Problem requirements
Reproduce the part of the rows that opens with the line containing "of the planter" and closes with the line containing "point(93, 190)", both ends included. Keep the requests as written, multiply every x and y coordinate in the point answers by 0.4, round each result to a whole number (halves go up), and give only those lines.

┏━━

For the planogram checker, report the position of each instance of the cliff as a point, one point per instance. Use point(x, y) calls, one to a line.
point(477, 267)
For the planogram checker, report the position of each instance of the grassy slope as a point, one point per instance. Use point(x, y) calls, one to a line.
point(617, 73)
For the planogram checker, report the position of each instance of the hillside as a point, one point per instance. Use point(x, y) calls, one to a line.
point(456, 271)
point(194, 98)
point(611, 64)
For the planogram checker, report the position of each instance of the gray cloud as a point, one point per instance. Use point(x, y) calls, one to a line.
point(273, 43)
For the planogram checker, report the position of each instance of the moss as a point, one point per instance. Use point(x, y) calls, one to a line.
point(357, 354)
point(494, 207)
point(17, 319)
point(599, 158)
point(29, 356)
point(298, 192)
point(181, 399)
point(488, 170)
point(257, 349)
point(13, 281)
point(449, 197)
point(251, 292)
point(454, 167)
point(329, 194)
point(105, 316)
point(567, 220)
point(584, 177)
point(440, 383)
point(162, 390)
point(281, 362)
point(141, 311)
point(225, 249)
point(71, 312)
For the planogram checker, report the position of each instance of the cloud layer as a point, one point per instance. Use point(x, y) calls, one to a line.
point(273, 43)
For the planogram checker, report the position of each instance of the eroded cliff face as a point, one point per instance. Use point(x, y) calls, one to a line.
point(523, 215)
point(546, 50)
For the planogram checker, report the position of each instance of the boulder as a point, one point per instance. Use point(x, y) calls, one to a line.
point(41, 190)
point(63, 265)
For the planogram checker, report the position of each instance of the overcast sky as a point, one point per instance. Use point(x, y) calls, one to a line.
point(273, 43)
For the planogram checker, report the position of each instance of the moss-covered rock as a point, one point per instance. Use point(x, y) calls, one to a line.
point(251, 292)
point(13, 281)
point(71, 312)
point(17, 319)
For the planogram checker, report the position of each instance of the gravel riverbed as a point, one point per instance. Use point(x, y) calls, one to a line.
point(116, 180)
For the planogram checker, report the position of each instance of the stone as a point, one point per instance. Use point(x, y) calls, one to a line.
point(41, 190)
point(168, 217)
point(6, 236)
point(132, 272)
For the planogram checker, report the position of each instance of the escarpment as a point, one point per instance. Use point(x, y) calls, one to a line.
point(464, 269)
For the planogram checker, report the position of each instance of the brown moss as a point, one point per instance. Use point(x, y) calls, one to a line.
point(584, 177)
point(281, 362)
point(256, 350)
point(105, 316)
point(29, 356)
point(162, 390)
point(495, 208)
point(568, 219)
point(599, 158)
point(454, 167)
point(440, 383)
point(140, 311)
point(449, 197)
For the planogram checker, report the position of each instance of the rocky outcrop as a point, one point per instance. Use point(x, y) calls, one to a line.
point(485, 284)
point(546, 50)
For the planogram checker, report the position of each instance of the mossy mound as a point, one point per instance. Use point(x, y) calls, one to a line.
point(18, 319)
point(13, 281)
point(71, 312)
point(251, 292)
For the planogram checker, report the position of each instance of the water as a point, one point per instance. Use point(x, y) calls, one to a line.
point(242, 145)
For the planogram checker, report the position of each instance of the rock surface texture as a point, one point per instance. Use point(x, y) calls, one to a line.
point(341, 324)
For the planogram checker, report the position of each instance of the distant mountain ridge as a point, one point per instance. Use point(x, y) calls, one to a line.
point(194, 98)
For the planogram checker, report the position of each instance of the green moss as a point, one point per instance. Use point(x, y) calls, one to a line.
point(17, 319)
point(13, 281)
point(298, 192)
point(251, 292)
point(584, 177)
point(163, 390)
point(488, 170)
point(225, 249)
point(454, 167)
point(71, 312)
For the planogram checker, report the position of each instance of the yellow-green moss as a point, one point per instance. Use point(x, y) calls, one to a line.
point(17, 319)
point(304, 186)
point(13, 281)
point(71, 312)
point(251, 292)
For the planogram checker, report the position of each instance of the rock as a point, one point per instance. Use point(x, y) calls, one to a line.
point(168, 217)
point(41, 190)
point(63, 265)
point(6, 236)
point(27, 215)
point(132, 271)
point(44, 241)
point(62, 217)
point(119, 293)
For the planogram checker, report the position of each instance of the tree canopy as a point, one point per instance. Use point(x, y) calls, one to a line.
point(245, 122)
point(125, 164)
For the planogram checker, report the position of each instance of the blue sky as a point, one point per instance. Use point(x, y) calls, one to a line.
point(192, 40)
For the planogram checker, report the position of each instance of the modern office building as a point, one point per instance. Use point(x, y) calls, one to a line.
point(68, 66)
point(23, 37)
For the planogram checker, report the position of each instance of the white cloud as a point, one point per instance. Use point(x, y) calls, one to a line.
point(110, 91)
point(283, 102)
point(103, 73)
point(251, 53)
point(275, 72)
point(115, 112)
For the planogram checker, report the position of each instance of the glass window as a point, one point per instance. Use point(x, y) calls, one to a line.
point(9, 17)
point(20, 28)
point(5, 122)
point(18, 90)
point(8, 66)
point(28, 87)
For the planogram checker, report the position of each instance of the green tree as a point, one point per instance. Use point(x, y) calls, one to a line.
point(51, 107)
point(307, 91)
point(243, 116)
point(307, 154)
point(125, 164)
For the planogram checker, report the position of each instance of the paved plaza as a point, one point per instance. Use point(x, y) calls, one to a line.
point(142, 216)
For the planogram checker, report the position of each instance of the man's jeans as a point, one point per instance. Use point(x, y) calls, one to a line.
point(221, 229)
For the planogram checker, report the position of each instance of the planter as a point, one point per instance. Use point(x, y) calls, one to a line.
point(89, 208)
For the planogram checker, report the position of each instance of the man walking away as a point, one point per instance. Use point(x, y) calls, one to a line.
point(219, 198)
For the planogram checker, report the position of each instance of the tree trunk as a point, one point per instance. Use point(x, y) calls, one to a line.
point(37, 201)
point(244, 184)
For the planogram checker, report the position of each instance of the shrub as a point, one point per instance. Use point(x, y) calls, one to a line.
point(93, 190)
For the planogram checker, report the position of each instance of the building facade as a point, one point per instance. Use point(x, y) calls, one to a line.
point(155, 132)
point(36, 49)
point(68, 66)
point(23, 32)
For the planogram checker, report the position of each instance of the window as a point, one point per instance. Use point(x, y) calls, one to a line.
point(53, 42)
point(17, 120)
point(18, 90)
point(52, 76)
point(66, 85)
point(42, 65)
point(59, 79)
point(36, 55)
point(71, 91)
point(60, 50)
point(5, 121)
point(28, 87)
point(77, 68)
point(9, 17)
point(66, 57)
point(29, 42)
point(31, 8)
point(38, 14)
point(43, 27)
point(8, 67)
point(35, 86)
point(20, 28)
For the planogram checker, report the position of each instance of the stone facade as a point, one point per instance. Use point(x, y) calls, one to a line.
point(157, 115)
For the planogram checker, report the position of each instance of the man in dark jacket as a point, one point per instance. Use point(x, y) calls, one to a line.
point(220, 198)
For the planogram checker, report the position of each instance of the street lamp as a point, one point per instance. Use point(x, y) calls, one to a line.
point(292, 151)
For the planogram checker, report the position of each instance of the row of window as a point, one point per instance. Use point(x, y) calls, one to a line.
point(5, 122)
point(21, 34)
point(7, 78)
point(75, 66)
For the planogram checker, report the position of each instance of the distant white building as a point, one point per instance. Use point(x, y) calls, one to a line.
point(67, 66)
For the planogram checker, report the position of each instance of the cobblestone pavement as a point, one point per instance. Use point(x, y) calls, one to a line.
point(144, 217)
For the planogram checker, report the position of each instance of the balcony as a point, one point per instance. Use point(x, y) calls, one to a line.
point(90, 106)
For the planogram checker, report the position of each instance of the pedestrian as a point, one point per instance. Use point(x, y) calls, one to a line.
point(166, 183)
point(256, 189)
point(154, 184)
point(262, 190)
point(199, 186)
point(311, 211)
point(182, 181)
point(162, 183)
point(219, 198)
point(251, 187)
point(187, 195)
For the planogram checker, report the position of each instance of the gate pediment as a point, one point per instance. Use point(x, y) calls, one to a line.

┗━━

Task output
For the planogram checker, report the position of each instance of the planter as a point, one point per instance. Use point(x, y) calls, one to a line.
point(36, 83)
For the planogram checker, report the position of each instance of the man walking away as a point, one point per instance. Use point(x, y) calls, one to a line.
point(88, 79)
For the planogram checker, report the position of each instance of the tree trunk as a point, one point per instance. Use point(x, y) calls, one to a line.
point(15, 80)
point(98, 74)
For the planogram checker, report the position of each instance of the shrub as a point, one point per instance. Use point(x, y) calls, one to a line.
point(37, 76)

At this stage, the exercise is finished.